Show each line of the data below that has the string "parchment" in it.

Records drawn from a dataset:
..............................

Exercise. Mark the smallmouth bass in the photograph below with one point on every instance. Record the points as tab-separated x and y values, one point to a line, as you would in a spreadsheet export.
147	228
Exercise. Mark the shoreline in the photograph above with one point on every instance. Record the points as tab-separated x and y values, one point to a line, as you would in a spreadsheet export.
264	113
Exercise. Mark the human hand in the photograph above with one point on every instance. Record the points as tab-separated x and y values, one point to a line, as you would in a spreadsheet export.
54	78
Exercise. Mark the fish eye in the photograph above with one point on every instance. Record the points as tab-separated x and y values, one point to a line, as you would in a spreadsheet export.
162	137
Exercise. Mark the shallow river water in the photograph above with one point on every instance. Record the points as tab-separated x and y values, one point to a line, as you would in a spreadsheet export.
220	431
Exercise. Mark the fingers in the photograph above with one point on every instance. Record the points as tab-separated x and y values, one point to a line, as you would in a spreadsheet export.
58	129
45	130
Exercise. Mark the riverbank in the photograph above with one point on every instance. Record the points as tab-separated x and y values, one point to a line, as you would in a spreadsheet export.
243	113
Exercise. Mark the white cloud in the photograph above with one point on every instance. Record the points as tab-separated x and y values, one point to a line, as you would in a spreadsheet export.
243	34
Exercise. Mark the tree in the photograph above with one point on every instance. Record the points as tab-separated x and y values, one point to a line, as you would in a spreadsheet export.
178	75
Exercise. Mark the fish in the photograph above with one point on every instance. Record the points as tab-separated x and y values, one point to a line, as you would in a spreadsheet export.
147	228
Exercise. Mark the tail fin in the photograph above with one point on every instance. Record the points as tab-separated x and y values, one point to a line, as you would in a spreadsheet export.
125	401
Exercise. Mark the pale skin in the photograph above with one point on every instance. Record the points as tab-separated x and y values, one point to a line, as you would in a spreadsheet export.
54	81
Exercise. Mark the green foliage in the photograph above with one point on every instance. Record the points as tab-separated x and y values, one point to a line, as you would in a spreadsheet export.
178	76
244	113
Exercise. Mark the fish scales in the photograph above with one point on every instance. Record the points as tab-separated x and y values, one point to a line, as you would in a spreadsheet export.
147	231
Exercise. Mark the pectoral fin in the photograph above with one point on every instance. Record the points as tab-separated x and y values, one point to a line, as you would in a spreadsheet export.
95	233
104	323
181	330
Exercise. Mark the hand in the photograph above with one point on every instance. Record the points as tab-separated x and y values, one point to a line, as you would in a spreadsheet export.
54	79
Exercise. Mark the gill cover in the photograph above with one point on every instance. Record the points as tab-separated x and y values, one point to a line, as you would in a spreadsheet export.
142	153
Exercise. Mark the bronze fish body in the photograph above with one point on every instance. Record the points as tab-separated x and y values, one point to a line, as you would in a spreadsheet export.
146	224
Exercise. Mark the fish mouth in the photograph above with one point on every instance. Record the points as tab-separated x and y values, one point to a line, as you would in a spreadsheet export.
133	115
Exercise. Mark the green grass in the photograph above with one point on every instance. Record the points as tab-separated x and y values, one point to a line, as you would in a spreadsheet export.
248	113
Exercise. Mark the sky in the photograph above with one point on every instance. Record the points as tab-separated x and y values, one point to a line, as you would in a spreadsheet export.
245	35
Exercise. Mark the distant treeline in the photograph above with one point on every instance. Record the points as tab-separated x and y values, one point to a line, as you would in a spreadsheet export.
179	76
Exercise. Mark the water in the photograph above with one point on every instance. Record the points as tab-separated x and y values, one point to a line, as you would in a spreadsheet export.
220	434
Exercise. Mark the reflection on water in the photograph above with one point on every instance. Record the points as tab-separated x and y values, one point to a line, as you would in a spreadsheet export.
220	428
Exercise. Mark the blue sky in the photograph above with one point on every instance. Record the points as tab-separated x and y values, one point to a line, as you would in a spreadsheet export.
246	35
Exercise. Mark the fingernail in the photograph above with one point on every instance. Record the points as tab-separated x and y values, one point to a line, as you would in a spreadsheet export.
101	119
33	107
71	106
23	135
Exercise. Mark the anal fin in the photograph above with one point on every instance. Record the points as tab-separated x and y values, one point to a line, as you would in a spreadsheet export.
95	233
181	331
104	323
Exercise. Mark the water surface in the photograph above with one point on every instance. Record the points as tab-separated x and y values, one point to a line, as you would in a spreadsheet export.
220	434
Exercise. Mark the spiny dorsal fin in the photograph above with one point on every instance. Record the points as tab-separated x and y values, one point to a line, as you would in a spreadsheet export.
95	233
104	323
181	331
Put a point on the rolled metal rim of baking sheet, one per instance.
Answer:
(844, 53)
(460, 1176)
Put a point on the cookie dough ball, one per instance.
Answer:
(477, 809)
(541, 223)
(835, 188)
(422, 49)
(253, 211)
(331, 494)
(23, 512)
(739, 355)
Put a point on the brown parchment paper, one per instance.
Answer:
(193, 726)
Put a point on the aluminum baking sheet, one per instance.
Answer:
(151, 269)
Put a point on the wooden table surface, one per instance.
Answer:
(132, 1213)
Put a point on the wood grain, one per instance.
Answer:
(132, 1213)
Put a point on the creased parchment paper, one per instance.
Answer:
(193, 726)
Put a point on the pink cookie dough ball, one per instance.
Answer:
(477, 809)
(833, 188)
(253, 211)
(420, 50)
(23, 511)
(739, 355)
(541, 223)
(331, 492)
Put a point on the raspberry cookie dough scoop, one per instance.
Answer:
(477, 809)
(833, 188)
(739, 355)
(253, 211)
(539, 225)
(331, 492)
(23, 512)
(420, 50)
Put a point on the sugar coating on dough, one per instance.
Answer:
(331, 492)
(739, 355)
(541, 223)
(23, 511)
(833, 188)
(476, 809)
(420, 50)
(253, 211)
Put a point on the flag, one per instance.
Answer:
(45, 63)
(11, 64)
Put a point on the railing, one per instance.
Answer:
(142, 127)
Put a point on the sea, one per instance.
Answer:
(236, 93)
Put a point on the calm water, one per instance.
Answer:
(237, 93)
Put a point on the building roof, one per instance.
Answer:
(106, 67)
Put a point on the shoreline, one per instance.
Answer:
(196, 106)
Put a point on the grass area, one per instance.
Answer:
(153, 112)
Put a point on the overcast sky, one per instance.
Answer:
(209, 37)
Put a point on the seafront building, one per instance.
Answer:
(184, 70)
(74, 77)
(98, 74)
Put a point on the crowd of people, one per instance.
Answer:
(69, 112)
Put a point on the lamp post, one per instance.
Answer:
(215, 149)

..............................

Finished task:
Put a point on the brown parchment paper, one per instance.
Put a point on the creased parchment paper, one per instance.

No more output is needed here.